(Segmentation mask data)
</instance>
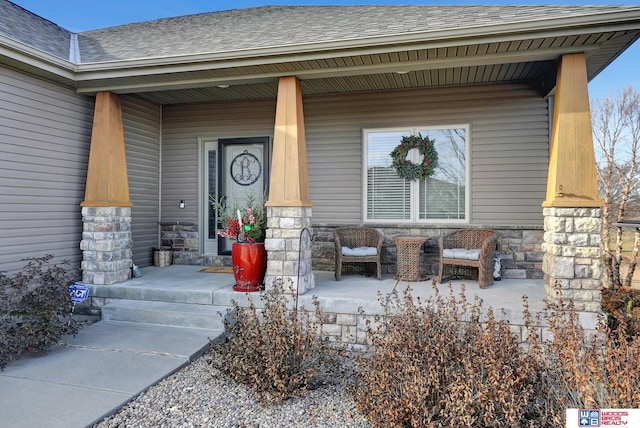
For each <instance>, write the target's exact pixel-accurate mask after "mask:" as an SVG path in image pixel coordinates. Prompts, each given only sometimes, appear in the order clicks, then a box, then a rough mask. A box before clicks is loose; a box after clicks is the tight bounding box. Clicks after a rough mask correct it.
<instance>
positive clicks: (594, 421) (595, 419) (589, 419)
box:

**Exercise description:** When copying the data above, repeat every word exactly and drop the pictures.

**Solution:**
</instance>
For each <instance>, write the target's exact pixel-accurate mask after "mask:" as an SVG path in image pixel coordinates. Prompts, each given only sometimes, appear in the order clicks, then a box, then a rough mask. A box before clicks is loose; a box after clicks is the tight bounding box. Clicks after a rough mask correct it.
<instance>
positive clicks: (594, 421) (595, 419) (589, 419)
box:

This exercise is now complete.